• [Texto dado]
=======
Aunque el western vivió tiempos mejores –y también peores, qué duda cabe– en la actualidad se encuentra sumido en el máximo ostracismo y en el más incomprensible de los olvidos pues salvo alguna que otra incursión firmada por algún peso pesado del Hollywood contemporáneo como Tarantino (Django desencadenado, Django Unchained, 2012), hoy carece de la menor representatividad en las carteleras internacionales, realidad que nos inspira los siguientes interrogantes: ¿no interesará ya el género a los espectadores del siglo XXI? ¿Existirá realmente una crisis entre los nuevos creadores cinematográficos en su conexión con el cine del pasado o asistimos acaso un compás de espera hasta que se produzca una eventual revitalización del género?

La obra magistral de Sam Peckinpah sirvió para poner en solfa el consabido «espíritu de conquista»

La gran aventura del far west es, en cualquier caso, la más grande del tumultuoso periplo histórico que selló la formación de los Estados Unidos y su transformación de la lejana y ya olvidada tierra de cazadores, hasta su transformación en primera potencia económica y militar del mundo en algo más de 200 años. Y en su relativamente corta historia general, este episodio es solo un pequeño suceso local, de corte doméstico. Sin embargo, el cine estadounidense ha logrado transformar la gesta de la conquista en una auténtica canción de gesta, saga, romancero, poema, leyenda, aventura sin igual… que ha apasionado a todo ciudadano del país y desde allí ha dominado, durante décadas, el mundo. Tal es así que esta aventura ha pasado a ser patrimonio de todos los hombres y mujeres de cualquier raza o nación; ha influido en las costumbres de todo el mundo de manera más profunda y decisiva de lo que pueda suponerse: el primer golpe asestado a la arcaica, ridícula e injusta caballerosidad del duelo fue, no lo olvidemos, el primer puñetazo con el que el cowboy derribó a su enemigo en una película.
=======
• [Qué harás]
Vuelve a escribir el texto sobre el western, todo lo que va desde "Aunque el western" hasta "revitalización del género?", y cambia "espectadores" por "cinéfilos".

• [Registros del conjunto de datos de anotación de puntos]
=======
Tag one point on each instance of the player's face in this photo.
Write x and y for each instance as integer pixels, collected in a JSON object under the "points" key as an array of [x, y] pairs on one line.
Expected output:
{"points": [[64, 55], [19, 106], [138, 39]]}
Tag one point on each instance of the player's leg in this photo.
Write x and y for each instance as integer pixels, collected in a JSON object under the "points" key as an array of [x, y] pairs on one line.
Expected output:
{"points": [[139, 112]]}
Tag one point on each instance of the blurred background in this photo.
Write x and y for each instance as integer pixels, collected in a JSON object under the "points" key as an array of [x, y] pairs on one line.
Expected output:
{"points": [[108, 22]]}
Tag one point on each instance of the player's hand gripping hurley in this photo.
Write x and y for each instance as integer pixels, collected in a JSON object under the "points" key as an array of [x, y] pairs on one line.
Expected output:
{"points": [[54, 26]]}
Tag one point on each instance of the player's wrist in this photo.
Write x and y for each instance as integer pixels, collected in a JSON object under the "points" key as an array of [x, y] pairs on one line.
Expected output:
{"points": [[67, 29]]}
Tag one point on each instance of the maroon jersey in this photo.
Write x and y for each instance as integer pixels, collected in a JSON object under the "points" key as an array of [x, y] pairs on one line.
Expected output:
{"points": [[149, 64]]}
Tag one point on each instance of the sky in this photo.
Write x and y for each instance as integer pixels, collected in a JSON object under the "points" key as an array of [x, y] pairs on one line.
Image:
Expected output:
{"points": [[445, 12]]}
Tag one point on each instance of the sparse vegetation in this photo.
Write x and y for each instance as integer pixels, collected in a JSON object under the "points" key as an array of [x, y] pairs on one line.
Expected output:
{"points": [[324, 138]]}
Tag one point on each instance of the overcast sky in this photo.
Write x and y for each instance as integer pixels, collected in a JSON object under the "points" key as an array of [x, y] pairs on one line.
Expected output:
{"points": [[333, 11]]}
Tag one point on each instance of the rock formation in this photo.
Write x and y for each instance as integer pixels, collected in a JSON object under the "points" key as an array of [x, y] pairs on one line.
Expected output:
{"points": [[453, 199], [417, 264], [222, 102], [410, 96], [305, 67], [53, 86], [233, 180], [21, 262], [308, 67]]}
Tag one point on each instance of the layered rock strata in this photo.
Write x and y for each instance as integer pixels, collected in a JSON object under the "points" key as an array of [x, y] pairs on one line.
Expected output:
=======
• [Resultado de la tarea]
Aunque el western vivió tiempos mejores –y también peores, qué duda cabe– en la actualidad se encuentra sumido en el máximo ostracismo y en el más incomprensible de los olvidos pues salvo alguna que otra incursión firmada por algún peso pesado del Hollywood contemporáneo como Tarantino (Django desencadenado, Django Unchained, 2012), hoy carece de la menor representatividad en las carteleras internacionales, realidad que nos inspira los siguientes interrogantes: ¿no interesará ya el género a los cinéfilos del siglo XXI? ¿Existirá realmente una crisis entre los nuevos creadores cinematográficos en su conexión con el cine del pasado o asistimos acaso un compás de espera hasta que se produzca una eventual revitalización del género?